Bus lane petition is not a solution
I write with reference to your report of the petition calling for the closure of the bus lane on Jamaica Road during the closure of Tower Bridge (‘On The Road To Nowhere’ Southwark News, October 6th, 2016)?and particularly with reference to the person understandably angry that he took two hours to make a ten minute journey.
The most obvious response is to suggest that this person walk this journey. However he may be disabled or be transporting a disabled relative and walking may not be practical for either of them. However, closing the bus lane is unlikely to be the solution he feels.
Most cars contain one person (although his, of course, may have contained more) whereas buses typically contain 40-60 people. If those 40-60 people were to get off the bus and into their cars the jam would be much, much worse. I suppose that they could stay on the bus and be stuck in the jam with your complainant but that doesn’t seem very fair. By taking the bus they are not contributing to the jam. Why should they suffer from it?
When jammed up in traffic beside an empty bus lane it feels obvious that if one could speed down the bus lane one’s journey time would be cut – and of course it would.
The problem is that all the other drivers would be able to speed down the bus lane as well, and would already have done so. Instead of waiting 2hrs in a long two-lane jam, your complainant would be likely to wait 2hrs in a shorter 3-lane jam because the roundabout and tunnel access which are causing the hold up would not have widened and the jam (and the time taken to clear it) would remain the same.
All road users are contending with one another for the same amount of road space. It is human to think that others should be inconvenienced rather than ourselves but I do not think that the removal of the bus lane is a fair solution here.
Sally Eva, Peckham
Harriet Harman, we need a hard Brexit
Harriet Harman wonders when the government will be providing £350m weekly to the NHS as promised via the leave bus (Harriet Harman column, Southwark News, October 6th, 2016).
Don’t expect it anytime soon, Harriet. The decision to leave the EU is crazy and stupid.
However, now we’re out let’s go all out with a quick, clean, hard Brexit.
It’d be humiliating and embarrassing for a once great country to go faffing about on hands and knees, pleading and begging for trade terms with the EU. It’s belittling and we’d become a laughing stock.
Whether leaving will work for Britain – who knows?
It’s a heck of a gamble.
Incidentally re the repeated boast that the UK is the 5th largest economy in the world (now contested by California), this prosperity and success occurred while we were members of the EU. There’s no guaranteee that it’ll continue.

Directives:
1. In the letters, how many people do buses typically carry?
2. From the letters, return the passage starting with "It’d be humiliating" and going on through "Britain – who knows?", copied word for word.

Information supplied:

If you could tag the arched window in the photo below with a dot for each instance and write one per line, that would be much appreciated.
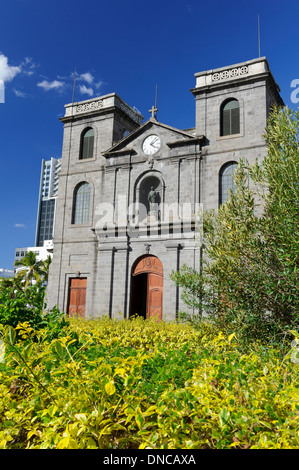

Responses per task:
1. Buses typically carry 40-60 people.

2.
It’d be humiliating and embarrassing for a once great country to go faffing about on hands and knees, pleading and begging for trade terms with the EU. It’s belittling and we’d become a laughing stock.
Whether leaving will work for Britain – who knows?